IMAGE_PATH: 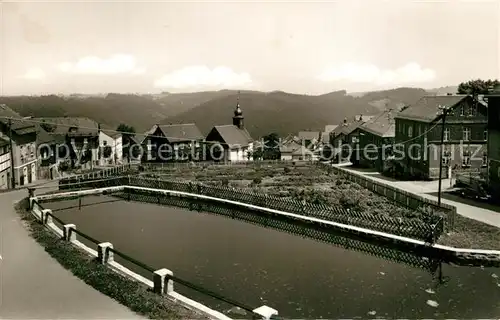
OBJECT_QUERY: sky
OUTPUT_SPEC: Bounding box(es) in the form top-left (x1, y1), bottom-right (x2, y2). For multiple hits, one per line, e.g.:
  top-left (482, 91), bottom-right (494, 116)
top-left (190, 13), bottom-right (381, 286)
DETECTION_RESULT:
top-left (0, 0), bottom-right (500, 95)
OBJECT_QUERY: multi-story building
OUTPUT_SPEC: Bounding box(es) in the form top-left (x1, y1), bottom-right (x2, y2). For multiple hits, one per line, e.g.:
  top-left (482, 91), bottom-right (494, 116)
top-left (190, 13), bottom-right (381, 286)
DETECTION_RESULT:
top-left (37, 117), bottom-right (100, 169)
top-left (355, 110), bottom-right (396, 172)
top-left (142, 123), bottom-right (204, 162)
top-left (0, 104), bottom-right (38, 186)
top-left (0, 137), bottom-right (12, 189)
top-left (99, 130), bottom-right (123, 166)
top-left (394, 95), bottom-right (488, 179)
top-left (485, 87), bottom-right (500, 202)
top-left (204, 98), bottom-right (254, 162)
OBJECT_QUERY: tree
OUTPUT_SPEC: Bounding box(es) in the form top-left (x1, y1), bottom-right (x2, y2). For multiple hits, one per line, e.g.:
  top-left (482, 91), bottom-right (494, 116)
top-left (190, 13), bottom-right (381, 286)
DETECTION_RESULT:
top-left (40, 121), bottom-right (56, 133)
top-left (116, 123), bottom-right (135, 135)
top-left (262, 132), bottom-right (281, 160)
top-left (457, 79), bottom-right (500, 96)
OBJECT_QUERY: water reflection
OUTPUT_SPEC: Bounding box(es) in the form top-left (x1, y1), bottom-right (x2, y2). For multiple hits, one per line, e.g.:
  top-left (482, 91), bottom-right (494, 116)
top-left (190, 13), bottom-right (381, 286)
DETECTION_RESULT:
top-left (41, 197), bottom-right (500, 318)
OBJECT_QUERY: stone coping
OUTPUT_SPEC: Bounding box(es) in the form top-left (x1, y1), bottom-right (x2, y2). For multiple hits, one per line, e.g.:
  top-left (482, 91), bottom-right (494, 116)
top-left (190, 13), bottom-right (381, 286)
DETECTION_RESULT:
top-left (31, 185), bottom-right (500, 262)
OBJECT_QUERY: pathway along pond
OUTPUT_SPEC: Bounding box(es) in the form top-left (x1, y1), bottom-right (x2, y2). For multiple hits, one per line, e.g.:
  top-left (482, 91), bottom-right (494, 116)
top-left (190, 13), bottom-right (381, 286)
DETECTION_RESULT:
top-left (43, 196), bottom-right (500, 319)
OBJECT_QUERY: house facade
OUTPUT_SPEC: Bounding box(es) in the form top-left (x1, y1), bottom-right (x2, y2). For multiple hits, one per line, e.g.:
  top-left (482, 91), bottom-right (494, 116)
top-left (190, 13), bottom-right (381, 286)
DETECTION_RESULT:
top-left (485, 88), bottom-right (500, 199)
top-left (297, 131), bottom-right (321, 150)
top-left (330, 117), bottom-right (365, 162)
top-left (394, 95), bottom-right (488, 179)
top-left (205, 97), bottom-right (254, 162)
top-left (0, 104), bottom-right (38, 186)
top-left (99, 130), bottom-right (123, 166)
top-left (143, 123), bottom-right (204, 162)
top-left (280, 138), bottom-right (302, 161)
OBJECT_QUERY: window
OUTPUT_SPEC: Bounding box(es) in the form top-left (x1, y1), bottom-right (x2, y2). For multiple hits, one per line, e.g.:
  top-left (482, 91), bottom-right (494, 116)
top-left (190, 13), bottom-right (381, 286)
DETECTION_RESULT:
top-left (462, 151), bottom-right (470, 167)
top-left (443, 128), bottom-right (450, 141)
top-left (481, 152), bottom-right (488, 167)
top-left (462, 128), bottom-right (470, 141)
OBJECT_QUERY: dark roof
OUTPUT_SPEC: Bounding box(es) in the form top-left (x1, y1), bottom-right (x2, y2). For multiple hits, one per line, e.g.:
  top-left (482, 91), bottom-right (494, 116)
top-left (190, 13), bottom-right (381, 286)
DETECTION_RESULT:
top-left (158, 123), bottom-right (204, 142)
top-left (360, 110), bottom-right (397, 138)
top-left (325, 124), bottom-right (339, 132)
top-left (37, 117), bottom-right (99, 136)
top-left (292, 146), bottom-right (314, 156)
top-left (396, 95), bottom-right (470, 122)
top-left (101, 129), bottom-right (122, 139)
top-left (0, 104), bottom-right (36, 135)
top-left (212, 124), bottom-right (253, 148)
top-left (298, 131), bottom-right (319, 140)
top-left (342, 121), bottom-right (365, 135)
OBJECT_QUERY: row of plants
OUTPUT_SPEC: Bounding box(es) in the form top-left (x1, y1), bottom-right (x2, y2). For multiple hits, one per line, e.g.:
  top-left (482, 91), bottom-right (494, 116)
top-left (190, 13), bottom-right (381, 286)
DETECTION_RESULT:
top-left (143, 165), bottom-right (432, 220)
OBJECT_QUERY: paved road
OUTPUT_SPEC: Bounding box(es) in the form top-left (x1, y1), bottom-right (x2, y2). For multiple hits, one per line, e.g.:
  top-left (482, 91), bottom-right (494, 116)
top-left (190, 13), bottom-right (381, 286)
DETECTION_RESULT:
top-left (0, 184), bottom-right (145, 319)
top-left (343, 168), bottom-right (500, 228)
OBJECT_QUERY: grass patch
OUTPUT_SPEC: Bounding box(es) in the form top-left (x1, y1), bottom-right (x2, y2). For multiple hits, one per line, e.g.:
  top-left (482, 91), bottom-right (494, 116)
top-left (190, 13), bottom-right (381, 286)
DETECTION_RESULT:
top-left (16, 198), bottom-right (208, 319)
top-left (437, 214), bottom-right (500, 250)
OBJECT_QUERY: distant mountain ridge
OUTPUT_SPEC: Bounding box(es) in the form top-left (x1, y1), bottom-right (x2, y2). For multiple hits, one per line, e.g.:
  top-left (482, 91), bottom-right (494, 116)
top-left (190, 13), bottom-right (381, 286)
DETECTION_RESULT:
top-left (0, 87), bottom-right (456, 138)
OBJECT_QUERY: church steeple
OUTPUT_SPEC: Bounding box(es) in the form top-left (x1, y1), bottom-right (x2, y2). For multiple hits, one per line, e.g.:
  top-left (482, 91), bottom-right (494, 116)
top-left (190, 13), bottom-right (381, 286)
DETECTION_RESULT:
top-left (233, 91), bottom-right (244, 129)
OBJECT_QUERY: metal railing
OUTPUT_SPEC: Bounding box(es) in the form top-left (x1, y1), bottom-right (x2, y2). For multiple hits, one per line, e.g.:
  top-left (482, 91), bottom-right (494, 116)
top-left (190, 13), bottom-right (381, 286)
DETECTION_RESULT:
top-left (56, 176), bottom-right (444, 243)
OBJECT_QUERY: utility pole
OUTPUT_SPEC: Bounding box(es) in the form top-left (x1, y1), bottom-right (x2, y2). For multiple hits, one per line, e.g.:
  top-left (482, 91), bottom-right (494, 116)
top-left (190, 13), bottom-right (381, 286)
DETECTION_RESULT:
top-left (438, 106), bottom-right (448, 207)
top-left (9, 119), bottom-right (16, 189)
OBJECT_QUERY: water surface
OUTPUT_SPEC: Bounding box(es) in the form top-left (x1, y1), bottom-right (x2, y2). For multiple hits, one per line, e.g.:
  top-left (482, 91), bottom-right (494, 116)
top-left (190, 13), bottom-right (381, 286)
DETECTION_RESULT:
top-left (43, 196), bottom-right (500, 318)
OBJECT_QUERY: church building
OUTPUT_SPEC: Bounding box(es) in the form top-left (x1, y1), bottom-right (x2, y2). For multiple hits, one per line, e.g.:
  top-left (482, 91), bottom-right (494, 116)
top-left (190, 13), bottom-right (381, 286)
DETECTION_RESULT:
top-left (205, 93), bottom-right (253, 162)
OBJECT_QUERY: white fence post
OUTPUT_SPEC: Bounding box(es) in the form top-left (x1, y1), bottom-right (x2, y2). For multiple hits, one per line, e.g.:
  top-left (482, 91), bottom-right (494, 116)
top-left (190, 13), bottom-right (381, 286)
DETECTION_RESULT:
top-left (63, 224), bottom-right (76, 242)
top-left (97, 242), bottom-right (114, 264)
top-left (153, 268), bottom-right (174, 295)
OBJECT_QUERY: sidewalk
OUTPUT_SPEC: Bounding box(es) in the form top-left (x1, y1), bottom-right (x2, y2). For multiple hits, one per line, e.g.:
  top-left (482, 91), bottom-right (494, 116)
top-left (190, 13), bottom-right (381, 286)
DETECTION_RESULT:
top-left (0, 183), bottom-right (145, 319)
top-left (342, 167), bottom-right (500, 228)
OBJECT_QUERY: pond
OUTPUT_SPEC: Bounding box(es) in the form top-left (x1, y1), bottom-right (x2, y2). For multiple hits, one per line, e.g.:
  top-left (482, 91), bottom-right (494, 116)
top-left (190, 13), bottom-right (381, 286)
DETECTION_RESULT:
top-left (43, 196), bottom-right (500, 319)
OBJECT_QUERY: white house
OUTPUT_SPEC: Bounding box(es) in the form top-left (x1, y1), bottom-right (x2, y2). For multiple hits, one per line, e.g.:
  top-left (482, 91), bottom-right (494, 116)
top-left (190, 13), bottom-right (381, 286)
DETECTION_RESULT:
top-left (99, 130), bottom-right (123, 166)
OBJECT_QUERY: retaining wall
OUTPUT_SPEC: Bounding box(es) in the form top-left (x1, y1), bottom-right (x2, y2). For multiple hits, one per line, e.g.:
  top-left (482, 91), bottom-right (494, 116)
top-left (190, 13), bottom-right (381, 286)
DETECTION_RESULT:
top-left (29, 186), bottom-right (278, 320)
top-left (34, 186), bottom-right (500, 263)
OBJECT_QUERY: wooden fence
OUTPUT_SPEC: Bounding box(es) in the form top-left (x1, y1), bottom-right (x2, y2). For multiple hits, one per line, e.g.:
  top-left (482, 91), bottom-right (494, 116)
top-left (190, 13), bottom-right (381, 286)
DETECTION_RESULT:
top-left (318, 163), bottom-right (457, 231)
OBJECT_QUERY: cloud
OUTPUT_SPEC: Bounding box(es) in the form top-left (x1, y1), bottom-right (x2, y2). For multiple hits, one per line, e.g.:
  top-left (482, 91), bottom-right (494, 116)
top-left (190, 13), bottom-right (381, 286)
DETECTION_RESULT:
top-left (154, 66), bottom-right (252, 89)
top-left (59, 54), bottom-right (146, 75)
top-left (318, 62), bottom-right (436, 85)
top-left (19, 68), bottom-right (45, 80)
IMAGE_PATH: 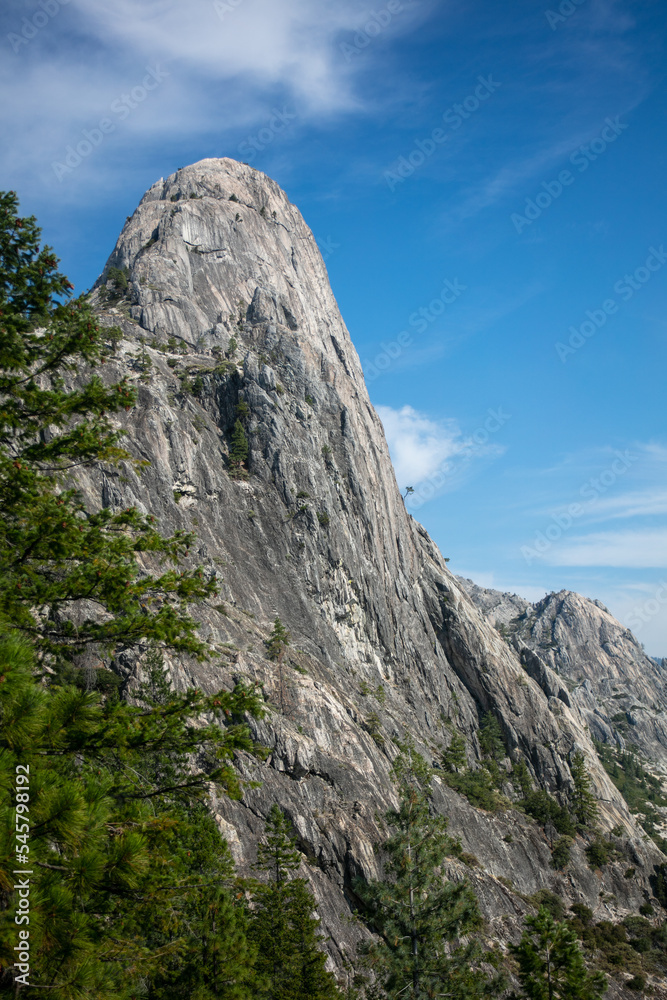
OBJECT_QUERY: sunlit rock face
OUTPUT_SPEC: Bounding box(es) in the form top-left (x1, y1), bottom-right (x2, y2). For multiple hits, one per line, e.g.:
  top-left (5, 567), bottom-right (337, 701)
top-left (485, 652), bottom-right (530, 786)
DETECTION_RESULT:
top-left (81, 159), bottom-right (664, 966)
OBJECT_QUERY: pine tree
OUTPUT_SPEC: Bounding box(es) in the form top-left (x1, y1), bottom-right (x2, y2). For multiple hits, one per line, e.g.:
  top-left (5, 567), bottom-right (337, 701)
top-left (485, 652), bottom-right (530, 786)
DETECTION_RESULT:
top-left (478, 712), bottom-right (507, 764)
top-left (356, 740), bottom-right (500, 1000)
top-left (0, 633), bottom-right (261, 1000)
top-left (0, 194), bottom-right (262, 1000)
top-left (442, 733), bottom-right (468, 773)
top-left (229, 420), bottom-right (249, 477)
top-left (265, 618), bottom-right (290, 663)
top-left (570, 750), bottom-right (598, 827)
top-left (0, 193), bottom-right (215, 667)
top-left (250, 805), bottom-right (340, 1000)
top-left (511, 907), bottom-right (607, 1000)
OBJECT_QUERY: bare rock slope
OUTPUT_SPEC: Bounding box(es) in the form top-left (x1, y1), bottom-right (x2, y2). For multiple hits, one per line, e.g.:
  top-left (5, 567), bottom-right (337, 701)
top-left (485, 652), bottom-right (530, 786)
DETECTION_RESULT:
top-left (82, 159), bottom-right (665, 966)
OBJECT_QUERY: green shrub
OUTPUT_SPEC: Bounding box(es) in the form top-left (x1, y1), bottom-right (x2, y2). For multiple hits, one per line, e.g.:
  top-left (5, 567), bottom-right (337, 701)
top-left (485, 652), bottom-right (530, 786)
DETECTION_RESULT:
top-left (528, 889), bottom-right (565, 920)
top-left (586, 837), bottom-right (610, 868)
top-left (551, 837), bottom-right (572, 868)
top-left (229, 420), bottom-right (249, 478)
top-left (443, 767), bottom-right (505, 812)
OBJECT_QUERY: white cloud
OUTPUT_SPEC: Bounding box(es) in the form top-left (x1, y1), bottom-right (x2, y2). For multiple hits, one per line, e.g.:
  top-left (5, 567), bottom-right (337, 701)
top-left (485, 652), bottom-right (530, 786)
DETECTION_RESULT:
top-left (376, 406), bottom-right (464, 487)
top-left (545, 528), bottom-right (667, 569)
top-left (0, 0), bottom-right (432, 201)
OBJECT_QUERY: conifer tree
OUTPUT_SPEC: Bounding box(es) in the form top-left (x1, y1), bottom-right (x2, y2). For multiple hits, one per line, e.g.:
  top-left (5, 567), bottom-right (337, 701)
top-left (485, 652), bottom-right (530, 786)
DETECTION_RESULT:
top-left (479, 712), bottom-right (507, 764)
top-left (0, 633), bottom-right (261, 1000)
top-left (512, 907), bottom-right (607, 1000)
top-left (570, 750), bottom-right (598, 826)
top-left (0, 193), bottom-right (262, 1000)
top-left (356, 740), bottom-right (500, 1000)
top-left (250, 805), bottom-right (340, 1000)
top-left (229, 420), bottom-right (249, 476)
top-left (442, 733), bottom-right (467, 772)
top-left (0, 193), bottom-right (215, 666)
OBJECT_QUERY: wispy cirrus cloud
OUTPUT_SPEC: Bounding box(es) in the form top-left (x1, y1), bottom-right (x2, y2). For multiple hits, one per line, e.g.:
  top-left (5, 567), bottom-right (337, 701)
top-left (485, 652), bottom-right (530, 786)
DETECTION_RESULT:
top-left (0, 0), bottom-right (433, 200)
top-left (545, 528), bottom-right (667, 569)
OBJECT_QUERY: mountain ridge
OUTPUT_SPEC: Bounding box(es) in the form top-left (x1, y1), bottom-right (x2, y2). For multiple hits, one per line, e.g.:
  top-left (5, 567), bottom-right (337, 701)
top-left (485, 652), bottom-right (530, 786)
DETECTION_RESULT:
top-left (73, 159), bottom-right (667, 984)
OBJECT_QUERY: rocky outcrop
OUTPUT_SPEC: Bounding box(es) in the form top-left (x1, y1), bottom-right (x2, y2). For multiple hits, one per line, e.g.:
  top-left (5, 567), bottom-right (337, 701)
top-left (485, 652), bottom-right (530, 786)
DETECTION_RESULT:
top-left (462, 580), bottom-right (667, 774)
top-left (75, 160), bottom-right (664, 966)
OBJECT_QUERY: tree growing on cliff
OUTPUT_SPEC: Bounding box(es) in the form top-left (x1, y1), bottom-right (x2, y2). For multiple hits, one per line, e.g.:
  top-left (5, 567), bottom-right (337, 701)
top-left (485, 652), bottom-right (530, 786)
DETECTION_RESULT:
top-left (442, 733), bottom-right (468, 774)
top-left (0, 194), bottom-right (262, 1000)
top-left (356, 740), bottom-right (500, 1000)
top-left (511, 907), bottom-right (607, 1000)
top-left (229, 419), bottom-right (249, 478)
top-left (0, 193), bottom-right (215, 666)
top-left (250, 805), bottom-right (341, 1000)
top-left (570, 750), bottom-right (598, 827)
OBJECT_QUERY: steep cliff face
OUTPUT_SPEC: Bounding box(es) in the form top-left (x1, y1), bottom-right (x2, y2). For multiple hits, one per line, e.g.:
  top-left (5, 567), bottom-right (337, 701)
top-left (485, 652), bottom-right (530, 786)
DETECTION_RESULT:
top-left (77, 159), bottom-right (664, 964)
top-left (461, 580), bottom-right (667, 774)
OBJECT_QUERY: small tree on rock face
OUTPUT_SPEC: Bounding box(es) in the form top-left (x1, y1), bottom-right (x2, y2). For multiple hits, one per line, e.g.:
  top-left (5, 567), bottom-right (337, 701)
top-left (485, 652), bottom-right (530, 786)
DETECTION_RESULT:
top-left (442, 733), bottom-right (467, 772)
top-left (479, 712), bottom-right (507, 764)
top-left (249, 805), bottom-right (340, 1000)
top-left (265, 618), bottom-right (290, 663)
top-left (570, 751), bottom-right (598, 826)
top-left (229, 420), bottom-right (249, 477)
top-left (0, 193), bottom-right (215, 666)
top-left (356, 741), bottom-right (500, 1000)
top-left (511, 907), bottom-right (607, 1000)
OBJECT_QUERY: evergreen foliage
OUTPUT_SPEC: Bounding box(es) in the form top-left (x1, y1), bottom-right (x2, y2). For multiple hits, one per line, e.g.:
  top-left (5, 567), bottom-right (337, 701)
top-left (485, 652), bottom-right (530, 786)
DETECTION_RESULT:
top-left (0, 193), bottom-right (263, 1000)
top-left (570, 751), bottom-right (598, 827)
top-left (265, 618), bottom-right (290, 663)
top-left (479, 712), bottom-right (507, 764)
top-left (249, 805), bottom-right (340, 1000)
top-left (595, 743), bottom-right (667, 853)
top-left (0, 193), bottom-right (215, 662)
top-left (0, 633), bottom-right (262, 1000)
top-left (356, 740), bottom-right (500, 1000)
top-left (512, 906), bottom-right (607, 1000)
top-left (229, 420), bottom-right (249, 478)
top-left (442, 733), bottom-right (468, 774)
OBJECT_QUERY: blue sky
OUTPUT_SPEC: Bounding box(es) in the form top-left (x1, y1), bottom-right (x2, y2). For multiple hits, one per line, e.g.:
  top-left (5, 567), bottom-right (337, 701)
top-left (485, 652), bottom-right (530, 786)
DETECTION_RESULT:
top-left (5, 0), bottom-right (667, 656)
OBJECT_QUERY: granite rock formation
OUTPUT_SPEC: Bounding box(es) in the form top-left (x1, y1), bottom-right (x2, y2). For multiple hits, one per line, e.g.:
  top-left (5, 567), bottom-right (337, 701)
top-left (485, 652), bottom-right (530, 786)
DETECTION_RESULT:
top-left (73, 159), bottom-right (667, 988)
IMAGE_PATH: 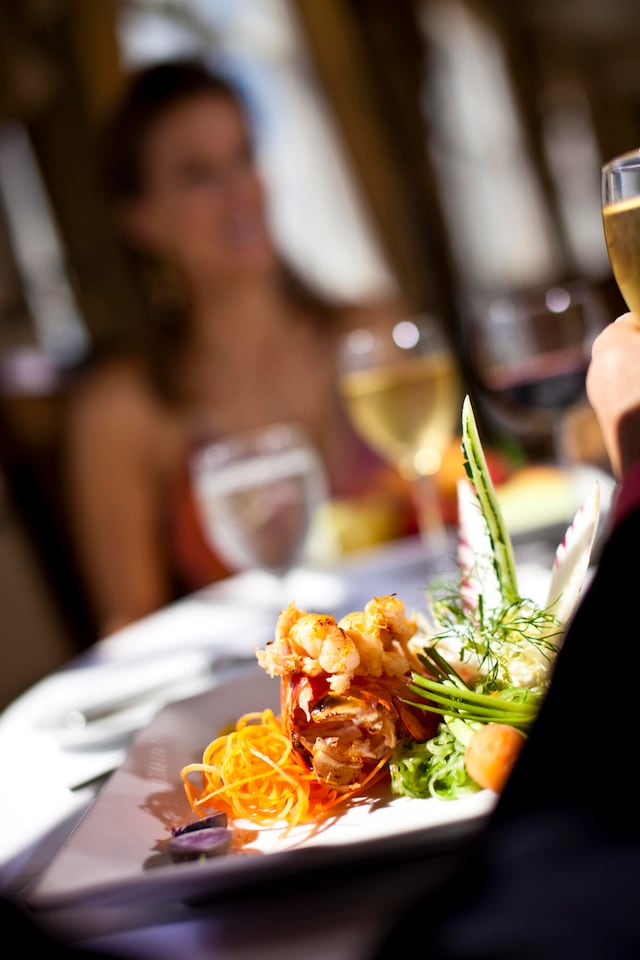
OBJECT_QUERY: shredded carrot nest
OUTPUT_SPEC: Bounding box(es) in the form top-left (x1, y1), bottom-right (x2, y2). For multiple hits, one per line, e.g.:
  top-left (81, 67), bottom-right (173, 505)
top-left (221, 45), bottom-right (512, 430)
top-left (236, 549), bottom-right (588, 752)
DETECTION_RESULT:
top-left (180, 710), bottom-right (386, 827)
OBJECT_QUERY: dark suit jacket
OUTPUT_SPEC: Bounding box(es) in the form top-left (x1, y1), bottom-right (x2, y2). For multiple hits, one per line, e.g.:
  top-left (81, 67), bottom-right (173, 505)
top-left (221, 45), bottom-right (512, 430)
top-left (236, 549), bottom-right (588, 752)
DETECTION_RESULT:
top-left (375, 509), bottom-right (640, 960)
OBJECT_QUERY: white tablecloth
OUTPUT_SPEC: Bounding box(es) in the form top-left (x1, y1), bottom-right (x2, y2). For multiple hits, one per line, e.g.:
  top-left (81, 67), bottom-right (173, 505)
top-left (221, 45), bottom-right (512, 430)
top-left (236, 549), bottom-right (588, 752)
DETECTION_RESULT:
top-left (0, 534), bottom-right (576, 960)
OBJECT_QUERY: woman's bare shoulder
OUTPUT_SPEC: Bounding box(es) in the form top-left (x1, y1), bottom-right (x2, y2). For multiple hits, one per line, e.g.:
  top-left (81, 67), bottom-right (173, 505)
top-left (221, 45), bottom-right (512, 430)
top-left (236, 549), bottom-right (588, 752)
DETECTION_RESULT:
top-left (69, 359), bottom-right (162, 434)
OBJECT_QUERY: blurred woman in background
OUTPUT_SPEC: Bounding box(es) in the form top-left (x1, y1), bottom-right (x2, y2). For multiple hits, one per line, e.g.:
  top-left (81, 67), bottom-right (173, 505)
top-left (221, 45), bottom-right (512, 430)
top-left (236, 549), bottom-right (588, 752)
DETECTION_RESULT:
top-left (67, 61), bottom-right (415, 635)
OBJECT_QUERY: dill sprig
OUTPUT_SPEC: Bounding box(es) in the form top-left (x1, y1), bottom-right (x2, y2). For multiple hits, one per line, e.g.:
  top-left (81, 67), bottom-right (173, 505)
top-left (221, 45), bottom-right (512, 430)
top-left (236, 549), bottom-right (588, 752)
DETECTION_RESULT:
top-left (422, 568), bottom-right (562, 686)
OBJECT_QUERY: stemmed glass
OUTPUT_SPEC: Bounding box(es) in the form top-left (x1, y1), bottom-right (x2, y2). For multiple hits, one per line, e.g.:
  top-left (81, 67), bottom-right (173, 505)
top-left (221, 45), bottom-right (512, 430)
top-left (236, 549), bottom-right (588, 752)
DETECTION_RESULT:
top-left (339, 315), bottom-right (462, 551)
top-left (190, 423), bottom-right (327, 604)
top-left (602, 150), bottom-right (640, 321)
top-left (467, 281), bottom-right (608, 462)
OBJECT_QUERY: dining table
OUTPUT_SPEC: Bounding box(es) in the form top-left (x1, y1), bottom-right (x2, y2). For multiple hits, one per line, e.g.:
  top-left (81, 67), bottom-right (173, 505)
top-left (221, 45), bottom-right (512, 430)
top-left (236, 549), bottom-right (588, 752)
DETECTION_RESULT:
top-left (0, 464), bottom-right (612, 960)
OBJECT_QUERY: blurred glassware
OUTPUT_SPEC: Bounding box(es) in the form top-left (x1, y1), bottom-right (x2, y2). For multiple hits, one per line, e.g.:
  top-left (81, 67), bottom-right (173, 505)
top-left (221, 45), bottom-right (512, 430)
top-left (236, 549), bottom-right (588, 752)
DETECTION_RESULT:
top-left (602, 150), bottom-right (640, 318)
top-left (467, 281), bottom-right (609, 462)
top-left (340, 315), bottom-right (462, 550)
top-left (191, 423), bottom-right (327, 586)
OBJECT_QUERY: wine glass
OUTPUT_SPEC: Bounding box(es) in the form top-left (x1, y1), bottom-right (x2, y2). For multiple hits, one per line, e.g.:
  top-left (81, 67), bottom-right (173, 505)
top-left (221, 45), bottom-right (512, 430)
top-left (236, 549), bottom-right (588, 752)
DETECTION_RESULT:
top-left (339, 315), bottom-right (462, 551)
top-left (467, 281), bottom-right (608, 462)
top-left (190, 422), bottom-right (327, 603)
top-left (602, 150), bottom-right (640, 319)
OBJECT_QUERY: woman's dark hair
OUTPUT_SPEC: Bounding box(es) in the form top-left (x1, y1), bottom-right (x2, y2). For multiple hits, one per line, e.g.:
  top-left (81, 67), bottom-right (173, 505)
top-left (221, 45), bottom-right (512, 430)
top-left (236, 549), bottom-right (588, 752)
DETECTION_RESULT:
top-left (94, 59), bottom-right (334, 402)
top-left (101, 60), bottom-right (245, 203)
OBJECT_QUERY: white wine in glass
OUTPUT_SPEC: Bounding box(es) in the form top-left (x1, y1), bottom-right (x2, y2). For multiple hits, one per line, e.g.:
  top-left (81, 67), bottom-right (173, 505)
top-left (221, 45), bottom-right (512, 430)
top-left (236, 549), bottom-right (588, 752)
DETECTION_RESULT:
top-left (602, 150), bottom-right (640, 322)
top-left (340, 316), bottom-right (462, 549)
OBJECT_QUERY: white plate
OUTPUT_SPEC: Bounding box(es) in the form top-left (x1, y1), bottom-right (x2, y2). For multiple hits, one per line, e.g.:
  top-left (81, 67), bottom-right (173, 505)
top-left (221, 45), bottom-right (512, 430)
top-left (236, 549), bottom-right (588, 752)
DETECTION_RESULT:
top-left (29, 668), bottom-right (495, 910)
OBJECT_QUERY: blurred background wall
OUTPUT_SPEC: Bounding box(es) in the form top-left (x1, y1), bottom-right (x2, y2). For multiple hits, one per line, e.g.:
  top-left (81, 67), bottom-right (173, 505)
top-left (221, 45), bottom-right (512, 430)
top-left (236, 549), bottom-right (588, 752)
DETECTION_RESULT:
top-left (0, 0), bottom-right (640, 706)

:: DESCRIPTION OF THE TASK ::
Count the lines in the records above that contain the string "cliff", matching case exactly, and reply with the number only.

:: SOLUTION TO THE EXERCISE ::
2